=== EXTRACT TO READ ===
•••
Changes in dietary intake and food sources of saturated and cis and trans unsaturated fatty acids in Costa Rican adolescents: 1996 versus 2006.Nutrition 2013; 29(4):641-5N
To identify how dietary intake and food sources of saturated (SFA) and cis (PUFA) and trans (TFA) unsaturated fatty acids in the diet of Costa Rican adolescents changed from 1996 to 2006--a period with several public health nutrition changes.
Cross-sectional comparisons used data from measured food records of 133 adolescents (ages 12-17 y) surveyed in 1996 and a similar group of adolescents surveyed in 2006. Values obtained in 1996 and 2006 were compared with the current World Health Organization guidelines for chronic disease prevention.
•••
=== ENTRIES SHOWN ===

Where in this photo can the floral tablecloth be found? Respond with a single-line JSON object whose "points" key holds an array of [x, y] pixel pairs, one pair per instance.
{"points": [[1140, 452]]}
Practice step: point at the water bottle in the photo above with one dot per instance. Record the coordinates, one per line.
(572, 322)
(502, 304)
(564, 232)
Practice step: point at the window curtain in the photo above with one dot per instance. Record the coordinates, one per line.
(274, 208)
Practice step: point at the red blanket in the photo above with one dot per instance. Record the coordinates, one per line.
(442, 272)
•••
Write the next part of the study summary on fatty acid intake in Costa Rican adolescents, starting right after its final sentence.

=== REPLY TO THE TASK ===
Adolescents surveyed in 2006 reported a significantly higher mean daily energy intake from linoleic acid (LA) and alpha-linolenic acid (ALA) (0.9% and 7.8%, respectively) compared with the 1996 cohort, whereas SFA and TFA were significantly lower (9.5% and 1.3%, respectively). Food sources of fat also changed. In 2006, 2% of SFA in the diet came from palm shortening (compared with 34% in 1996); 39% of TFA came from ruminant-derived foods (in 1996, soybean oil was the main contributor of TFA, 34%), and bakery products (mainly pre-packaged cookies) provided 25% of the source of TFA, compared with only 11% in 1996. Dietary fatty intake of Costa Rican adolescents in 2006 is closer to WHO guidelines compared with 1996.
After public health initiatives that changed fatty acid profile of most foods, intakes of TFA, SFA, and food sources of fatty acids in adolescents' diets improved. Public health nutrition efforts should continue to strengthen diets that are low in SFA and TFA and higher in ALA content among Costa Rican adolescents.